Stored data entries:

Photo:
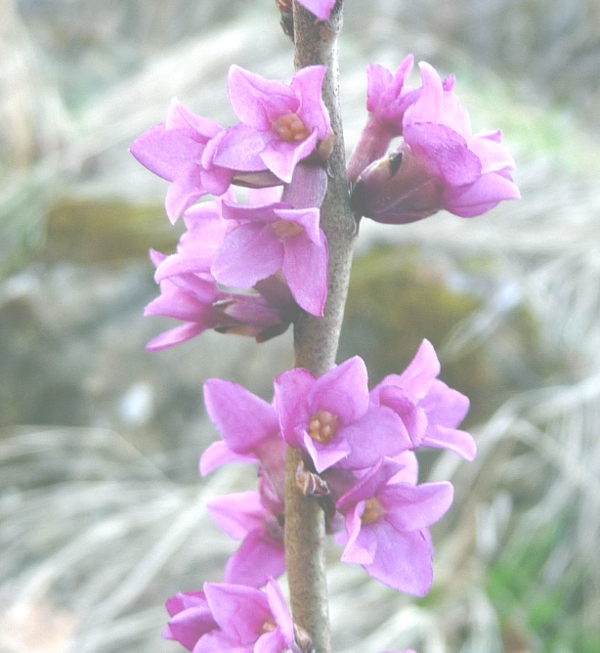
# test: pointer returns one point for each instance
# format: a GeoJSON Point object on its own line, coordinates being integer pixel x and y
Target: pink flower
{"type": "Point", "coordinates": [191, 618]}
{"type": "Point", "coordinates": [388, 97]}
{"type": "Point", "coordinates": [190, 293]}
{"type": "Point", "coordinates": [181, 151]}
{"type": "Point", "coordinates": [248, 620]}
{"type": "Point", "coordinates": [439, 165]}
{"type": "Point", "coordinates": [244, 516]}
{"type": "Point", "coordinates": [430, 410]}
{"type": "Point", "coordinates": [320, 8]}
{"type": "Point", "coordinates": [226, 617]}
{"type": "Point", "coordinates": [386, 527]}
{"type": "Point", "coordinates": [333, 419]}
{"type": "Point", "coordinates": [279, 125]}
{"type": "Point", "coordinates": [270, 238]}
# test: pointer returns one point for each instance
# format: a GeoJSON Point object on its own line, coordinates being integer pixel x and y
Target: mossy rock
{"type": "Point", "coordinates": [397, 298]}
{"type": "Point", "coordinates": [88, 230]}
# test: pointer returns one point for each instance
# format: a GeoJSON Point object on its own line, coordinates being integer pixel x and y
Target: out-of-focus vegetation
{"type": "Point", "coordinates": [99, 522]}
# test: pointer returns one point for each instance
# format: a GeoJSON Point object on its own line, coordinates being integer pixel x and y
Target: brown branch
{"type": "Point", "coordinates": [316, 339]}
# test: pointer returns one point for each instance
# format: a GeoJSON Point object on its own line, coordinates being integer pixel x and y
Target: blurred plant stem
{"type": "Point", "coordinates": [316, 339]}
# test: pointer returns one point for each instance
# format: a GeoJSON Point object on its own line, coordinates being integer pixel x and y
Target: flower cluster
{"type": "Point", "coordinates": [358, 450]}
{"type": "Point", "coordinates": [243, 268]}
{"type": "Point", "coordinates": [439, 163]}
{"type": "Point", "coordinates": [252, 267]}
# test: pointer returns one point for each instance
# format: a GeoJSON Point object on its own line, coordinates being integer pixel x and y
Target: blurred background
{"type": "Point", "coordinates": [101, 508]}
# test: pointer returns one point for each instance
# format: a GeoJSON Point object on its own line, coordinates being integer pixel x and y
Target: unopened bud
{"type": "Point", "coordinates": [396, 189]}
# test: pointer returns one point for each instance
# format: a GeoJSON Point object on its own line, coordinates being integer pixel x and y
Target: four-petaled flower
{"type": "Point", "coordinates": [267, 239]}
{"type": "Point", "coordinates": [439, 165]}
{"type": "Point", "coordinates": [386, 526]}
{"type": "Point", "coordinates": [258, 524]}
{"type": "Point", "coordinates": [228, 617]}
{"type": "Point", "coordinates": [333, 419]}
{"type": "Point", "coordinates": [181, 151]}
{"type": "Point", "coordinates": [249, 269]}
{"type": "Point", "coordinates": [279, 124]}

Work instructions: Reproduce the line that contains "Target: blurred plant stem" and each line after it through the last line of the entries above, exactly; leave out all earlier lines.

The answer:
Target: blurred plant stem
{"type": "Point", "coordinates": [316, 339]}
# test: pointer returns one point for each instance
# format: a GeoJSON Point object on its own line, coordinates being integer pixel x and y
Target: flower cluster
{"type": "Point", "coordinates": [358, 450]}
{"type": "Point", "coordinates": [243, 268]}
{"type": "Point", "coordinates": [439, 163]}
{"type": "Point", "coordinates": [252, 267]}
# test: pointer returns one point for each instance
# format: a GeoJSON Point object on its own line, coordinates being integer pixel x and y
Target: blurred background
{"type": "Point", "coordinates": [101, 508]}
# test: pointer returns one point for each instance
# format: a GeoJSON Point object on its own line, coordinates being integer pixel x and y
Target: unopened bud
{"type": "Point", "coordinates": [396, 189]}
# test: pointer returns one point for each instance
# format: a GeoJSON Point object on its own line, coordinates being integer pixel x and y
Target: four-petaled flower
{"type": "Point", "coordinates": [267, 239]}
{"type": "Point", "coordinates": [439, 165]}
{"type": "Point", "coordinates": [386, 526]}
{"type": "Point", "coordinates": [258, 524]}
{"type": "Point", "coordinates": [228, 617]}
{"type": "Point", "coordinates": [333, 419]}
{"type": "Point", "coordinates": [181, 151]}
{"type": "Point", "coordinates": [249, 269]}
{"type": "Point", "coordinates": [279, 124]}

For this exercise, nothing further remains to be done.